La Fabrique de la Stratégie nous propose, sous la forme d'une dizaine d'articles, un enchaînement de réflexions poussées et d'angles de vue novateurs issus de recherches sociologiques et socio-économiques quant à la façon dont les stratégies des organisations, et en particulier des organisations économiques, se conçoivent. L'ouvrage s'inscrivant dans un processus cognitif neutre et scientifique, nous sommes invités, tout au long de développements bien documentés, à résister à la tentation anthropocentrique de l'étude de la stratégie pour finalement examiner sa genèse, puis sa conduite, comme un fait ordinaire multipolaire relevant tout à la fois du quotidien et du complexe. J'ai retenu en particulier 3 articles très représentatifs de cette approche très "universitaire" de la réflexion stratégique (la stratégie considérée elle-même comme objet d'une étude simultanément caractérisée par sa profondeur et son recul) :

"La création de la stratégie en tant que jeu sérieux" (Claus D. Jacobs et Matt Statler) pose le probème de la juxtaposition de l'intentionnalité présupposée de la conception stratégique et de l'émergence, en pratique au moins partiellement, de cette conception au fil des événements. La création stratégique a-t-elle encore un sens et une forme de réalité dès lors que le stratège peut difficilement prévoir, et encore moins décider à l'avance, de ce qu'il conviendra de faire au fur et à mesure des événements ? L'expression "création de la stratégie" paraît plus ou moins paradoxale, à moins de se souvenir que la même faculté d'adaptation en contexte de postulats déterministes nous est demandée lorsque nous jouons. Ou plutôt devrions nous dire : jouer, c'est consentir et se déterminer à s'adapter aux circonstances. Dès lors, "créer une stratégie" revient en réalité, c'est-à-dire du point de vue de l'observateur scientifique, à "jouer sérieusement", à "jouer avec la conscience du gain ou de la perte" et surtout, à créer les conditions de l'émergence d'une stratégie. L'article envisage également d'autres hypothèses de travail fort prometteuses :
-définir un objectif est une action dont le résultat est caractérisé par une grande variabilité. La création des objectifs repose sur une indétermination fondamentale lui conférant un aspect ludique ;
-l'intentionnalité censée présidée au processus de création stratégique s'exprime selon un mode découlant directement des conditions de départ de ce processus. Il existe donc, par antériorité, une émergence de l'intentionalité.

"La fabrique méconnue de stratégie dans le contexte de la PME internationale" (Hervé Mesure). L'auteur y distingue 3 groupes d'acteurs ("mondes") : employés, cercles décisionnels et acteurs externes, ainsi que 7 dynamiques d'action collective : choses concrètes, rythmes, intervention d'entités tierces dans la gestion, décisions, règlement factuel et technique des conflits, civilité professionnelle (respect de l'outil de production) et conscience de son implication stratégique personnelle quotidienne. L'auteur montre que le dirigeant relie les trois "mondes" en insérant son action dans chacune des 7 dynamiques énoncées.

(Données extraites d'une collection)
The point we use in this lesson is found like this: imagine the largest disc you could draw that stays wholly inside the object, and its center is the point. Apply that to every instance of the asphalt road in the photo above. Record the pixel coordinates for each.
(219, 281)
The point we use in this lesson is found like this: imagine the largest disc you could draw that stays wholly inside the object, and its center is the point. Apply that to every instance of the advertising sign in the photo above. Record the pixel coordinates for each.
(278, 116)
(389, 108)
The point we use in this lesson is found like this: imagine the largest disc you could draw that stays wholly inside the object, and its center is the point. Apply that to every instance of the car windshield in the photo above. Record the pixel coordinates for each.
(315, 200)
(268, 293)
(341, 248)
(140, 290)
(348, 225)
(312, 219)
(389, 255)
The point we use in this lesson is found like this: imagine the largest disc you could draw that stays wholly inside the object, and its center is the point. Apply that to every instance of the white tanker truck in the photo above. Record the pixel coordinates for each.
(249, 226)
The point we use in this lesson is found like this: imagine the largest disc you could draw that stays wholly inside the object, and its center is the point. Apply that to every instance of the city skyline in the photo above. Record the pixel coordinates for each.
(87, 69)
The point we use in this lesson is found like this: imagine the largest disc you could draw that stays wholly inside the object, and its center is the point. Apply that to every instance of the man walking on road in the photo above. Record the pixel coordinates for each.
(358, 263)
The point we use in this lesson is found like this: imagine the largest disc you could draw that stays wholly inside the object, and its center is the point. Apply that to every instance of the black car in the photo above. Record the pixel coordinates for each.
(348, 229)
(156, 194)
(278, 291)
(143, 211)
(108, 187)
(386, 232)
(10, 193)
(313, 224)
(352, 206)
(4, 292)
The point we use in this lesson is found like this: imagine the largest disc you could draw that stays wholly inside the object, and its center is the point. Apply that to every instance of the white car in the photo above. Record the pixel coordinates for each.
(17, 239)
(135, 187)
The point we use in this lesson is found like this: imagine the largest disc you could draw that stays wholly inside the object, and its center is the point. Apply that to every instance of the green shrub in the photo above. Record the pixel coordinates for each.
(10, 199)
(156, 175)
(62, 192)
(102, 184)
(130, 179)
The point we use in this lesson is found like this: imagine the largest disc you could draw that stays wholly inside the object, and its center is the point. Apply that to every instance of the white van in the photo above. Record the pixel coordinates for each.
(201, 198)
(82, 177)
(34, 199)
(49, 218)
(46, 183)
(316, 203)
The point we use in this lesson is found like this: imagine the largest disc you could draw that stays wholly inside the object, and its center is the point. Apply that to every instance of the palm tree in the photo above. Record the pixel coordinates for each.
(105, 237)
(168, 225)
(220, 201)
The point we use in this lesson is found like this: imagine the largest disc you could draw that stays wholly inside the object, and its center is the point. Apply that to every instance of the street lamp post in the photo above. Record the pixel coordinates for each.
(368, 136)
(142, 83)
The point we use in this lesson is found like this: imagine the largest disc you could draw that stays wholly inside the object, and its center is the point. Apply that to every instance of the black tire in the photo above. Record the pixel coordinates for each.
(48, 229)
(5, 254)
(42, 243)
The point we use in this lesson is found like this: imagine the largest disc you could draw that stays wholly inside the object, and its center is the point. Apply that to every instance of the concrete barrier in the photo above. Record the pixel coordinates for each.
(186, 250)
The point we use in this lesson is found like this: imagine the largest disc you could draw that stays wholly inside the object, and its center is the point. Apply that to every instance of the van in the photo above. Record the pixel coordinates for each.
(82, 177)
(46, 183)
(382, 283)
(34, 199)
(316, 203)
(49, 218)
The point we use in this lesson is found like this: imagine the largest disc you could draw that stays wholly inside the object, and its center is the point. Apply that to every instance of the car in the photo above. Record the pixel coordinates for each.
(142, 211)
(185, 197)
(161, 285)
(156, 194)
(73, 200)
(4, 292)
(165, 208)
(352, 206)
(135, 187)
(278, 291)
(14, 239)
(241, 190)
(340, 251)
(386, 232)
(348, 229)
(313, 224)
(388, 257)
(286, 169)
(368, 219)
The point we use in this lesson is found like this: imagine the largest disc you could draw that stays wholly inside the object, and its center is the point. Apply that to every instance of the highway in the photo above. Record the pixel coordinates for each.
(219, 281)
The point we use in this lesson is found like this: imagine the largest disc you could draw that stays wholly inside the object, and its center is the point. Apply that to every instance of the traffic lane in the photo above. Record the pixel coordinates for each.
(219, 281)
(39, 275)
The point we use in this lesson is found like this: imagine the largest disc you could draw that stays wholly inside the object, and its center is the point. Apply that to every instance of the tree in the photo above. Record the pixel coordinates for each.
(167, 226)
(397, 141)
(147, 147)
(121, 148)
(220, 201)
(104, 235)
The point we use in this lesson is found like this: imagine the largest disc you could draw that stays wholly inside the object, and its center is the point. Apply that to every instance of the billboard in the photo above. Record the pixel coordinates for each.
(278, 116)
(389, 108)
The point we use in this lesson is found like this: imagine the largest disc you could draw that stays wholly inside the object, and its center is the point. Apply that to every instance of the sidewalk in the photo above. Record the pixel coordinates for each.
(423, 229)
==
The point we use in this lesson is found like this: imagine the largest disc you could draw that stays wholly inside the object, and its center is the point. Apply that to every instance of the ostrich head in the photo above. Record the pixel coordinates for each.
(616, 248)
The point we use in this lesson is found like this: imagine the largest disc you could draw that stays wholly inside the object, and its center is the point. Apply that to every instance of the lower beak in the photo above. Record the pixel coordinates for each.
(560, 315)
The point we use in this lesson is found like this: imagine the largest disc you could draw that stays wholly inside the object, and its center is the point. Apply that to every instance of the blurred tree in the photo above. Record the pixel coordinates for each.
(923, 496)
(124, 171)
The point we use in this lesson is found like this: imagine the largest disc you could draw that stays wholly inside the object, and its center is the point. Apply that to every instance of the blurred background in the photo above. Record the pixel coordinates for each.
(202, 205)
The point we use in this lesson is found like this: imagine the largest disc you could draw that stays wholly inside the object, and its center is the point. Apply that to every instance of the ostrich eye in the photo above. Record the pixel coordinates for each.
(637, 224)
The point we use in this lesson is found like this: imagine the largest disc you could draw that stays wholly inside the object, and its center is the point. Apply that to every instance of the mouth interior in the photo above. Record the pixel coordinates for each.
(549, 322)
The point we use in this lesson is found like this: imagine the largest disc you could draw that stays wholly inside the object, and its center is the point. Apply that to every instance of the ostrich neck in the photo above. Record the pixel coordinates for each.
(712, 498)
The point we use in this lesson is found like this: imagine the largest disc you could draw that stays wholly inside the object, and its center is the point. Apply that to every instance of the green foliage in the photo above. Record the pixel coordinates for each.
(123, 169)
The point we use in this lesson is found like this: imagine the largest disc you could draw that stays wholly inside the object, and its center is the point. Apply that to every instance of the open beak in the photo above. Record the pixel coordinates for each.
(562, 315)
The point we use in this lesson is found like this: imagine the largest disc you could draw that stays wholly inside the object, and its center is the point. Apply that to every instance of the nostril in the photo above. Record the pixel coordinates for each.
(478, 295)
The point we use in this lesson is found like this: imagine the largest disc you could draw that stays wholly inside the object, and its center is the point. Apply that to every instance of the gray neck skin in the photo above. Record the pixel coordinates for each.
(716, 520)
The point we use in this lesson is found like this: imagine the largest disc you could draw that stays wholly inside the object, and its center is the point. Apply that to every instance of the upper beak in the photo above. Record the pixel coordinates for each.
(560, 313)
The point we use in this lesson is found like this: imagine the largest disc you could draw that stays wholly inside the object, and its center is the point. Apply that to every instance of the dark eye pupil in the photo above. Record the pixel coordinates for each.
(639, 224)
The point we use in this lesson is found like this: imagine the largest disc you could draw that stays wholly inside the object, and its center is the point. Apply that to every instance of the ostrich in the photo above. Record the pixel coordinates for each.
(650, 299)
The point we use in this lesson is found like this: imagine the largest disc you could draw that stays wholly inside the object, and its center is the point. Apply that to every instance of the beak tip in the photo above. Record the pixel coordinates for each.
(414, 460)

■ Consigne
S'il vous plaît, d'après le texte fourni, quels sont les trois groupes d'acteurs que distingue Hervé Mesure ?

■ Résultat attendu
Les employés, les cercles décisionnels et les acteurs externes.